# Page excerpt
%%
Task SDK Integration Tests are a specialized type of test that verify the integration between the Apache Airflow Task SDK <../../task-sdk/>__ and a running Airflow instance (mainly the execution API server). These tests ensure that the Task SDK can properly communicate with Airflow's execution API server and that the integration between the two works correctly in a realistic environment.

What are Task SDK Integration Tests?

The Task SDK Integration Tests differ from regular unit tests in several key ways:

Purpose & Scope These tests verify that the Task SDK package can successfully communicate with a complete Airflow environment, mainly the Airflow Execution API server. They test the actual integration points between the SDK and Airflow core, which is also known as Task Execution Interface.

Real Environment Testing Unlike unit tests that use mocks and stubs, these integration tests spin up actual Airflow services using Docker Compose to create a realistic testing environment that closely mirrors real deployments.

Cross-Package Validation Since the Task SDK is distributed as a separate Python package (apache-airflow-task-sdk), these tests ensure that the SDK works correctly with different versions of Airflow core and that API compatibility is maintained.
%%
# Records
%%
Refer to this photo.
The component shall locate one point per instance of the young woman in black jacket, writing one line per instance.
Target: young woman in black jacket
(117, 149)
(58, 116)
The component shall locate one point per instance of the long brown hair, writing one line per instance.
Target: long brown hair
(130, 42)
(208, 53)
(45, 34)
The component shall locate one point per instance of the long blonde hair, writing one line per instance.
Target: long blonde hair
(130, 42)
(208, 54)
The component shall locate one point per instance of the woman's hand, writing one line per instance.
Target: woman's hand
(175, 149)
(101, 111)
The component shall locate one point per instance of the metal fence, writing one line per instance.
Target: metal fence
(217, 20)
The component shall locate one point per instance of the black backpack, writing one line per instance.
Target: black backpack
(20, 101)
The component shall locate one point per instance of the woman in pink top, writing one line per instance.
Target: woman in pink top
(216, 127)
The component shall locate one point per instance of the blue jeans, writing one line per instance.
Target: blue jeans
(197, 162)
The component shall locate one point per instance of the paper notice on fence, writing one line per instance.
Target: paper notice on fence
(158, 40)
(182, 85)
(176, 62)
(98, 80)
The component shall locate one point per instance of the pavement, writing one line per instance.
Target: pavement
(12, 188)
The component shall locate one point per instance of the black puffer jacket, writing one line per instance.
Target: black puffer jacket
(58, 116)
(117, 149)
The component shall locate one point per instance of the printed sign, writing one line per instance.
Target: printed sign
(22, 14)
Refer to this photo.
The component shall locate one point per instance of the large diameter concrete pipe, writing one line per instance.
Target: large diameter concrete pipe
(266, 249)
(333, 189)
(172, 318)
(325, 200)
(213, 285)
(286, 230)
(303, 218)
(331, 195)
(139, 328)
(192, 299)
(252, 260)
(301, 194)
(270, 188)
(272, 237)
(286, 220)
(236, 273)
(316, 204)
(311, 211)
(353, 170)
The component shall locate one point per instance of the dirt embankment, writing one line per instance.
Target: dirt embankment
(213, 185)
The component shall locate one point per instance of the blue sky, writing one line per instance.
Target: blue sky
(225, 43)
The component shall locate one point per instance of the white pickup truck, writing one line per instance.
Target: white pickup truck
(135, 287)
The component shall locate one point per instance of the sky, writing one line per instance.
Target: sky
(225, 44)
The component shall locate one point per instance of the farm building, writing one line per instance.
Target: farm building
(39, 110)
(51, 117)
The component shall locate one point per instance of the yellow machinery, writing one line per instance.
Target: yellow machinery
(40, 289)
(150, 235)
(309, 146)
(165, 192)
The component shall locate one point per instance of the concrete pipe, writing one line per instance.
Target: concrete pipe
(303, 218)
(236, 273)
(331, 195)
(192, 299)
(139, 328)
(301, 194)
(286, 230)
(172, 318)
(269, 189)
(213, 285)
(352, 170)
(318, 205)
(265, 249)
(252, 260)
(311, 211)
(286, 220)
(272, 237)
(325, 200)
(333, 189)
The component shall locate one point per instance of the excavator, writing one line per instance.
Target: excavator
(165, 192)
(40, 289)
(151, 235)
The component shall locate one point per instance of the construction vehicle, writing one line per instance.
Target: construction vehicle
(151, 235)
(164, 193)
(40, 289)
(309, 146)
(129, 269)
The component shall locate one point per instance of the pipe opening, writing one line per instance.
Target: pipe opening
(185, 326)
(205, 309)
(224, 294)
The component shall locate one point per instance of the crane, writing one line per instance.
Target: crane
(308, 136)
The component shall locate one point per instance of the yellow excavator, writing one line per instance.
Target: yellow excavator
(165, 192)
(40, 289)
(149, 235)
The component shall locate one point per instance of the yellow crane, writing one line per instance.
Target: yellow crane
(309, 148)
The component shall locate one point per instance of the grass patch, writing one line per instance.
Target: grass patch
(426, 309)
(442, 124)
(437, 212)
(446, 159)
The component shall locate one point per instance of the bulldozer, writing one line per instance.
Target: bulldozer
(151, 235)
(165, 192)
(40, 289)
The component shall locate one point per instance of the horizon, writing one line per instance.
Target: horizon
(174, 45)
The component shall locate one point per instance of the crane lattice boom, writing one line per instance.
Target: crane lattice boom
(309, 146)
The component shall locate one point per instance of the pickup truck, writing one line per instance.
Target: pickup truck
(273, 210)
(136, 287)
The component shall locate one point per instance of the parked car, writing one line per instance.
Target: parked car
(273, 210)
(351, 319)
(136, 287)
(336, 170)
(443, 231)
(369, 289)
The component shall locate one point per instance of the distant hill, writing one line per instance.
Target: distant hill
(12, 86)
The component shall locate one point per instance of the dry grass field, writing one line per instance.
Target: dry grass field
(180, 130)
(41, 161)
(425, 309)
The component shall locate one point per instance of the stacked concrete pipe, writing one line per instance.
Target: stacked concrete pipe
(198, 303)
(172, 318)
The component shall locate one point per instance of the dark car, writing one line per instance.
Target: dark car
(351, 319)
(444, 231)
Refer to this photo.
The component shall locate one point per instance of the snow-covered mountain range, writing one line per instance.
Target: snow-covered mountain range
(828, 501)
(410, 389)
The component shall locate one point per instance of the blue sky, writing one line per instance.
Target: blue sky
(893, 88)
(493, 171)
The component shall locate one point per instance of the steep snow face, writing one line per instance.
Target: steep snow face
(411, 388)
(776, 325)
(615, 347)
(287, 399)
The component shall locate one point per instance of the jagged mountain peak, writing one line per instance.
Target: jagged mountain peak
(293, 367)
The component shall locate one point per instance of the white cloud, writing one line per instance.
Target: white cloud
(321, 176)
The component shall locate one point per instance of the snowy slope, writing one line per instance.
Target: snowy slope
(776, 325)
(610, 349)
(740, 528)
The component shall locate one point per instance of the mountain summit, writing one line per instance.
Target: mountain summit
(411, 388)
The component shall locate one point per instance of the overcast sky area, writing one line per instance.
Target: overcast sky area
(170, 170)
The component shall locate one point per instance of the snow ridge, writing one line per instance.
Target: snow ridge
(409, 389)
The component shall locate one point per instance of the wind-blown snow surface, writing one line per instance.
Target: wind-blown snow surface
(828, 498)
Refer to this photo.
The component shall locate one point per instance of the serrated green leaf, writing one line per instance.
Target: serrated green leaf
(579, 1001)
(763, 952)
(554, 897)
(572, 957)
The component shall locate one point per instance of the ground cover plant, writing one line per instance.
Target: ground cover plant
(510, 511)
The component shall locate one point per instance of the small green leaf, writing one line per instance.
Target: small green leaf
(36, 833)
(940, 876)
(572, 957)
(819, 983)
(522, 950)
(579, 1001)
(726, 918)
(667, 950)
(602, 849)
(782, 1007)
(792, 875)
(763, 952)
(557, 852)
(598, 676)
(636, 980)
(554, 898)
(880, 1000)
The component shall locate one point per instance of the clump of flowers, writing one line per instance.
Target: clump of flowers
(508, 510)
%%
# Short exercise
Please continue the text on Task SDK integration tests, picking up after its last sentence. The items have no connection to the Task SDK integration tests text.

# Final result
End-to-End Communication The tests verify complete request/response cycles between the Task SDK API client and Airflow's execution API, including authentication, API versioning, and error handling (some of it is yet to come).

Why Task SDK Integration?

API Compatibility Assurance The Task SDK communicates with Airflow through well defined APIs for task execution. These tests ensure that changes to either the SDK or Airflow core don't break the interface contract between the two.

Real World Scenario Testing While unit tests verify individual components work correctly, integration tests validate that the entire system works together as expected in deployment scenarios.

Quicker Interface Issue resolution These tests catch integration issues early in the development cycle, preventing breaking changes reaching a release.

Version Compatibility Matrix As both Airflow and the Task SDK evolve, these tests help ensure compatibility across different version combinations (to come soon).

Running Task SDK Integration Tests

Prerequisite - build PROD image ...............................

.. note::

The task-sdk integration tests are using locally built production images started in docker-compose by Pytest. This means that while the tests are running in the environment that you start it from (usually local development environment), you need to first build the images that you want to test against.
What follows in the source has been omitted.